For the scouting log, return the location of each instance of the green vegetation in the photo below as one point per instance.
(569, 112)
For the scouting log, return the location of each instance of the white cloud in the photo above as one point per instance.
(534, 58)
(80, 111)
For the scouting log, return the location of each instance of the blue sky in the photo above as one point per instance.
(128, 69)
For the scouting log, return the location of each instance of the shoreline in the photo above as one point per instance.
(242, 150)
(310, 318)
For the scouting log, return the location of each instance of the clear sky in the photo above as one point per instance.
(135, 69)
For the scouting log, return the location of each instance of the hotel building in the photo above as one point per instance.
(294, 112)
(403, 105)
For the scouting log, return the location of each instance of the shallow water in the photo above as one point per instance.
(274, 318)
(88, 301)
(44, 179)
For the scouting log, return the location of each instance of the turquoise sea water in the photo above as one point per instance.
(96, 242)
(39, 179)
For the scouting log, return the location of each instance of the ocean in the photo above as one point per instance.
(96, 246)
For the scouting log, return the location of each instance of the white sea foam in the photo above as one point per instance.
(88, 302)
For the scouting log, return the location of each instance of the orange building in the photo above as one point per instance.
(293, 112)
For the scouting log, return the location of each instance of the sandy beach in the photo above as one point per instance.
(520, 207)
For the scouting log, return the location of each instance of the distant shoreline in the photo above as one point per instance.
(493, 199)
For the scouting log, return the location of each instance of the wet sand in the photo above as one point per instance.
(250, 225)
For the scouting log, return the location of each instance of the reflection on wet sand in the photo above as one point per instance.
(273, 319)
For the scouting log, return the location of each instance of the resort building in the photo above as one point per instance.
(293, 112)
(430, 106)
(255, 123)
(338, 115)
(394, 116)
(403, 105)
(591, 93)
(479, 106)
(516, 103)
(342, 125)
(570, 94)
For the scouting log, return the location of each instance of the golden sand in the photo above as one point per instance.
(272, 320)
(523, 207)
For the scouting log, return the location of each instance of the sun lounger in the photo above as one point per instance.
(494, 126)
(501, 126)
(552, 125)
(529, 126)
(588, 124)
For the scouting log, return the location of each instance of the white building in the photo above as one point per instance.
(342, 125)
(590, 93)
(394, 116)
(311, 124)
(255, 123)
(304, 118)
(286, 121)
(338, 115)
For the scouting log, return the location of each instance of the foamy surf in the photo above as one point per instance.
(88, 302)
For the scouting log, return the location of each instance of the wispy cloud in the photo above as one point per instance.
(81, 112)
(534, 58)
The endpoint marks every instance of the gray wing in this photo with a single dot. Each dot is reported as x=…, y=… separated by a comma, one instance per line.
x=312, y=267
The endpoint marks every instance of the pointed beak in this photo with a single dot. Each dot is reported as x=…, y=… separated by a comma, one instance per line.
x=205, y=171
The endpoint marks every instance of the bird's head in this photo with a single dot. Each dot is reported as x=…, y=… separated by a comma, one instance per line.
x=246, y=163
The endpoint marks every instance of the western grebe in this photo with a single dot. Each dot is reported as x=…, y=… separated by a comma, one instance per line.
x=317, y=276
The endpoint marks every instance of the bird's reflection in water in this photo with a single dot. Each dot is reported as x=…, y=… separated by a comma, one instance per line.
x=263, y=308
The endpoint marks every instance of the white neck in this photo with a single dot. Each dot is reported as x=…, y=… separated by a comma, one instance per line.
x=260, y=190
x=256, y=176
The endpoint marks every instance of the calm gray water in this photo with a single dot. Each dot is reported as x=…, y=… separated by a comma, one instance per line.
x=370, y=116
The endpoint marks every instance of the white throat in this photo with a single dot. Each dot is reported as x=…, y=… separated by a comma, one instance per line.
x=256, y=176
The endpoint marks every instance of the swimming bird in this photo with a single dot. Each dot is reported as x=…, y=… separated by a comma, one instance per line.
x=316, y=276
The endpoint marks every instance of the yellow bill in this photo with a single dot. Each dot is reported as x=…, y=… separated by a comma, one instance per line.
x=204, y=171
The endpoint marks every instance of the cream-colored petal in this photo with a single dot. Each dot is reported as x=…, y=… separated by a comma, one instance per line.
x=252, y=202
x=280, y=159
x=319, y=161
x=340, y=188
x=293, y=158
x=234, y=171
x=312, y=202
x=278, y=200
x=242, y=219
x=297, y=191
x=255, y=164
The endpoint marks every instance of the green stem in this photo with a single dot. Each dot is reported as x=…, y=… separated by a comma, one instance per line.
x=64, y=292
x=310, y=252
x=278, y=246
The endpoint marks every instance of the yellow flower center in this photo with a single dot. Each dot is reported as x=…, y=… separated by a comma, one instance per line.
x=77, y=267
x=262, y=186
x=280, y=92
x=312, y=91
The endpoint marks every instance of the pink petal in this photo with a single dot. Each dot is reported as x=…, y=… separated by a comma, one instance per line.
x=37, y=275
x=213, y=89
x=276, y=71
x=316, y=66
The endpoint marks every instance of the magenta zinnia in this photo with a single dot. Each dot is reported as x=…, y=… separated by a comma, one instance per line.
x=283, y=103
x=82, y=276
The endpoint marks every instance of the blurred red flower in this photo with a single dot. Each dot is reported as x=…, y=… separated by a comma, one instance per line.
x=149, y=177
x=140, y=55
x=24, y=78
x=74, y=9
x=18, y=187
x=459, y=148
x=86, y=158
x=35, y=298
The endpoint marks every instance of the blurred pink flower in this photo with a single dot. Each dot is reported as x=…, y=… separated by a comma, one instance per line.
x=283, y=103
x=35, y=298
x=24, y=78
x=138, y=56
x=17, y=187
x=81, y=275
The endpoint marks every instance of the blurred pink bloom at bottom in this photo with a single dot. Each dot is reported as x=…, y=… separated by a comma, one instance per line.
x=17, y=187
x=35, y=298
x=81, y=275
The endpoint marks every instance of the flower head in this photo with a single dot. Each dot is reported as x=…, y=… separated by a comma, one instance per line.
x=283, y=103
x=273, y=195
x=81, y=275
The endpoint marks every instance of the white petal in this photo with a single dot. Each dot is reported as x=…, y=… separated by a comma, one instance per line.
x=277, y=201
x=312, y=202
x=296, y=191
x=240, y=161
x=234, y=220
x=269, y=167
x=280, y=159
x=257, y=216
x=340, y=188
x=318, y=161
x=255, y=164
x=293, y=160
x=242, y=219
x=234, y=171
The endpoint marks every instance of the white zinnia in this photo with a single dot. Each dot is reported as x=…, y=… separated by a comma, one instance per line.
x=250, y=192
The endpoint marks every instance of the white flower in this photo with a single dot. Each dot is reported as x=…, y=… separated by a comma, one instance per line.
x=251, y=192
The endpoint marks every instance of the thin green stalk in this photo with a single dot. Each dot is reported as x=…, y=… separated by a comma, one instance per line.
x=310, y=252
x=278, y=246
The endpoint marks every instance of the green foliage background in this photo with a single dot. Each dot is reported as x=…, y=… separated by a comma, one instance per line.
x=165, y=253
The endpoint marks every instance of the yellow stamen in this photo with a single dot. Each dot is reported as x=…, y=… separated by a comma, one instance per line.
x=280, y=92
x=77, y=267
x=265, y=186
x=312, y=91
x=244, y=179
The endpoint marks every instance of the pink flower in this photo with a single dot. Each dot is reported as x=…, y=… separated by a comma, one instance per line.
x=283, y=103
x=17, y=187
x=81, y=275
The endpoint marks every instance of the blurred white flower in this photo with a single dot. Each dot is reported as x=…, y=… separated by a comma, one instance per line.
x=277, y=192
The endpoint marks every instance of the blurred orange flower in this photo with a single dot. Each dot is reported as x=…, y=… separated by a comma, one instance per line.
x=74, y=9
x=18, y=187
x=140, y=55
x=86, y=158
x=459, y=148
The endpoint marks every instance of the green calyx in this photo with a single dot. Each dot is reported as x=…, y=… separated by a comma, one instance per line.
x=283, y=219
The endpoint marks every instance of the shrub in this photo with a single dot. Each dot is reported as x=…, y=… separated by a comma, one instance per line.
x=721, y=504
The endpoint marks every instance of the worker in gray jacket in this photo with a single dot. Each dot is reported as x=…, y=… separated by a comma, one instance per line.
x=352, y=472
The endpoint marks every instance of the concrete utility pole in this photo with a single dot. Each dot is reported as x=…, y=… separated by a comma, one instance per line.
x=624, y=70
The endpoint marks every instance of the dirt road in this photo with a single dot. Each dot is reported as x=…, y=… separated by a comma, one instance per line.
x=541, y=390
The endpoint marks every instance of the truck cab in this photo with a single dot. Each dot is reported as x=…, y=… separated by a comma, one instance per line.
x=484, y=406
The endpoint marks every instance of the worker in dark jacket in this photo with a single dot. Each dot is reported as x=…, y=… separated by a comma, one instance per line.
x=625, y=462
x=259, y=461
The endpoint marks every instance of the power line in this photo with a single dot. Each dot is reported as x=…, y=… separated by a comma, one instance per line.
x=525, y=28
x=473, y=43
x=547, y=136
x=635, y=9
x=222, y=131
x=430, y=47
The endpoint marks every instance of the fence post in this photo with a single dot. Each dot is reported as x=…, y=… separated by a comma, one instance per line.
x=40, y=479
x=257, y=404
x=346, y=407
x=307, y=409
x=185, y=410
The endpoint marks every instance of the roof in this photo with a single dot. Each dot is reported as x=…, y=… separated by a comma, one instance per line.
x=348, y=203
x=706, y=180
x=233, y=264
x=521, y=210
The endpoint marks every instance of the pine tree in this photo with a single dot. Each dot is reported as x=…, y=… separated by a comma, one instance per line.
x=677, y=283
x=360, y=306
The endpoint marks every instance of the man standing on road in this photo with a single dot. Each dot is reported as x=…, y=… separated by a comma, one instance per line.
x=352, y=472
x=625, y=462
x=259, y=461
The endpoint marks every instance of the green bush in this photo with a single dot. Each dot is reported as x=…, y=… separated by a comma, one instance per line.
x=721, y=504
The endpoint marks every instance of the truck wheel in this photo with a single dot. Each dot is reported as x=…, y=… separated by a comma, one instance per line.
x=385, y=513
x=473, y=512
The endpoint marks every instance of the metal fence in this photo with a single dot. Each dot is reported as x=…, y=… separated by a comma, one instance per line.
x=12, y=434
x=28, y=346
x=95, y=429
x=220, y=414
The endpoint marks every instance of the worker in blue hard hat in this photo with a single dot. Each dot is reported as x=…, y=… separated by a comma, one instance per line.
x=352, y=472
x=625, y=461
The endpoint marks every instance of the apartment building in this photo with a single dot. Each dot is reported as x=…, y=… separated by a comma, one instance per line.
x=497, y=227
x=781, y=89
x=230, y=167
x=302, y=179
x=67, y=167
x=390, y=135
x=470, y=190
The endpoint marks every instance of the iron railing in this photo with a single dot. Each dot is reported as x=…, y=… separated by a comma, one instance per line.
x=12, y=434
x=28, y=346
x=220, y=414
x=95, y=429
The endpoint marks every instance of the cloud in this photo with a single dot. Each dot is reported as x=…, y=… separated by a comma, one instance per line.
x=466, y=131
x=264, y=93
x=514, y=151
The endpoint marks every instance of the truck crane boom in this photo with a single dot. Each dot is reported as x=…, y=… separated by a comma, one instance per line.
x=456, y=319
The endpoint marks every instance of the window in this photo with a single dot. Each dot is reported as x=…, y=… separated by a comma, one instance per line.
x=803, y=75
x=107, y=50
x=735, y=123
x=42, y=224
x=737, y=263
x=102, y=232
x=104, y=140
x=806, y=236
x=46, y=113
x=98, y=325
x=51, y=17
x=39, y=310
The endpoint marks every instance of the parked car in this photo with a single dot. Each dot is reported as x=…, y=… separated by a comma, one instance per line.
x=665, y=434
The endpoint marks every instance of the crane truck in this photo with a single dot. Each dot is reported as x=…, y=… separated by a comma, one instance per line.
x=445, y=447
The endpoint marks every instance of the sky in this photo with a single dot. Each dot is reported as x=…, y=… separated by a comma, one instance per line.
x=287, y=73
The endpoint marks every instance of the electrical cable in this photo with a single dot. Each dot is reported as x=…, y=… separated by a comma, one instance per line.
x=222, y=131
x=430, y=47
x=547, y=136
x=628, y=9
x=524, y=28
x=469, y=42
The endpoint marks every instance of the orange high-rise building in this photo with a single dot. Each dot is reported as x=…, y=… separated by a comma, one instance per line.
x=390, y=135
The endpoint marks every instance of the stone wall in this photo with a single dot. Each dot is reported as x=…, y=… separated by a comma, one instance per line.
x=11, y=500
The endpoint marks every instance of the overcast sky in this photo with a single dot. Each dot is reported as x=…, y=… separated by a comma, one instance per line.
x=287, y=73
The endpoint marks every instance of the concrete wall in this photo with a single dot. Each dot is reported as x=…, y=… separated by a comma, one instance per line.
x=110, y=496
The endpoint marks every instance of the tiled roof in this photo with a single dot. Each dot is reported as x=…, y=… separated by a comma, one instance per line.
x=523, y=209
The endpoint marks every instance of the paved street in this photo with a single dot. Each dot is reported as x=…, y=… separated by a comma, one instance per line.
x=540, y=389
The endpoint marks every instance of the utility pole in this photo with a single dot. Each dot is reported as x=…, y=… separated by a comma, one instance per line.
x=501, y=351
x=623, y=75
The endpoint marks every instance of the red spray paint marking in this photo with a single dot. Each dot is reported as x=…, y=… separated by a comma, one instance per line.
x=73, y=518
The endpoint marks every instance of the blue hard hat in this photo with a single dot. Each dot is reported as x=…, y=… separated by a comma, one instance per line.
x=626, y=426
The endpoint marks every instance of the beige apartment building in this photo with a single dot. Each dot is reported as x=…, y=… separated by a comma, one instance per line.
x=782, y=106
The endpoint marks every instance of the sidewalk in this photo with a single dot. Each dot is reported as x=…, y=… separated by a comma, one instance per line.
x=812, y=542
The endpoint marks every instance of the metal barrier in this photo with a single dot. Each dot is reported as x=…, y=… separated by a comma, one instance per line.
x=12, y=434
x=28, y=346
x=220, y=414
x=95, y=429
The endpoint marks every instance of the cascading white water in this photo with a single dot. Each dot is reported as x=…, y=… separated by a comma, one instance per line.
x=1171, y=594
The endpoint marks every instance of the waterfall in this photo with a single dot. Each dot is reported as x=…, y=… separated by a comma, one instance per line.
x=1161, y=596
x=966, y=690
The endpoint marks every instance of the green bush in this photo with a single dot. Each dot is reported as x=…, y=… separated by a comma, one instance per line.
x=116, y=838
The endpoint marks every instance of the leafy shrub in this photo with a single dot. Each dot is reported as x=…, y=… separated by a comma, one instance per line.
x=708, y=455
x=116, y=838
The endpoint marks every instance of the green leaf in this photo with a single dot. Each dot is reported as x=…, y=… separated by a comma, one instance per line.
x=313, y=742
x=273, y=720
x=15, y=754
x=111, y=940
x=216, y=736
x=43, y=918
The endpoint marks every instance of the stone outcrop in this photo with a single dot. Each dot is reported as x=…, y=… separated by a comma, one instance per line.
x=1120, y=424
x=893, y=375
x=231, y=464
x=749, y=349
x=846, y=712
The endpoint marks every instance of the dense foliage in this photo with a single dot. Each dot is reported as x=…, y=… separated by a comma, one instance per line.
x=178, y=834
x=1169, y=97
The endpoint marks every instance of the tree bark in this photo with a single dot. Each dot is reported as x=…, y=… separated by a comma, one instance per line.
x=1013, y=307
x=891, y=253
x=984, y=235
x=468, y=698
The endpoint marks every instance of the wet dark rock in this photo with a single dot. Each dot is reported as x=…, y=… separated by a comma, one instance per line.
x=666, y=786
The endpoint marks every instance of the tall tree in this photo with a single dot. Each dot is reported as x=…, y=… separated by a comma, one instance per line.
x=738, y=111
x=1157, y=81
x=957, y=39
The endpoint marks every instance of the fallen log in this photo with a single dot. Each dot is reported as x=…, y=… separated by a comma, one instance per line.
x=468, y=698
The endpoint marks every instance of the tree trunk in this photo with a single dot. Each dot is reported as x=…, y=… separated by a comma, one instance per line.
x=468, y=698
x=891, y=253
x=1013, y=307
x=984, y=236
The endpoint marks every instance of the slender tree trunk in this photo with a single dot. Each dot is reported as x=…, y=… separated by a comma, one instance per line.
━━━━
◆ **What is expected**: Transcribe the records above exactly, but only from the line that contains "The endpoint marks every instance of the wet" through their final line, inclusive.

◆ **Response for this exercise**:
The endpoint marks every instance of the wet dark rock in this photo with a single dot. Each dot is reported as x=…, y=… separated by a comma, one instance per line.
x=666, y=786
The endpoint marks every instance of the tall tree in this photo with a single dot. Each dot is reported as x=…, y=… separated by a comma, one instance per line.
x=738, y=111
x=1157, y=81
x=957, y=39
The endpoint marks every instance of the fallen log in this photo with a single dot. Each dot is reported as x=…, y=… separated by a comma, one instance per line.
x=468, y=698
The endpoint marks every instance of the tree trunk in this photo with a single dot. Each dot is reported as x=…, y=… separated by a comma, one instance per line.
x=468, y=698
x=891, y=253
x=1013, y=307
x=984, y=236
The endpoint marks every instance of the slender tree trunk in this photo with a single dot. Each dot is reported as x=…, y=… separated by a comma, one instance per line.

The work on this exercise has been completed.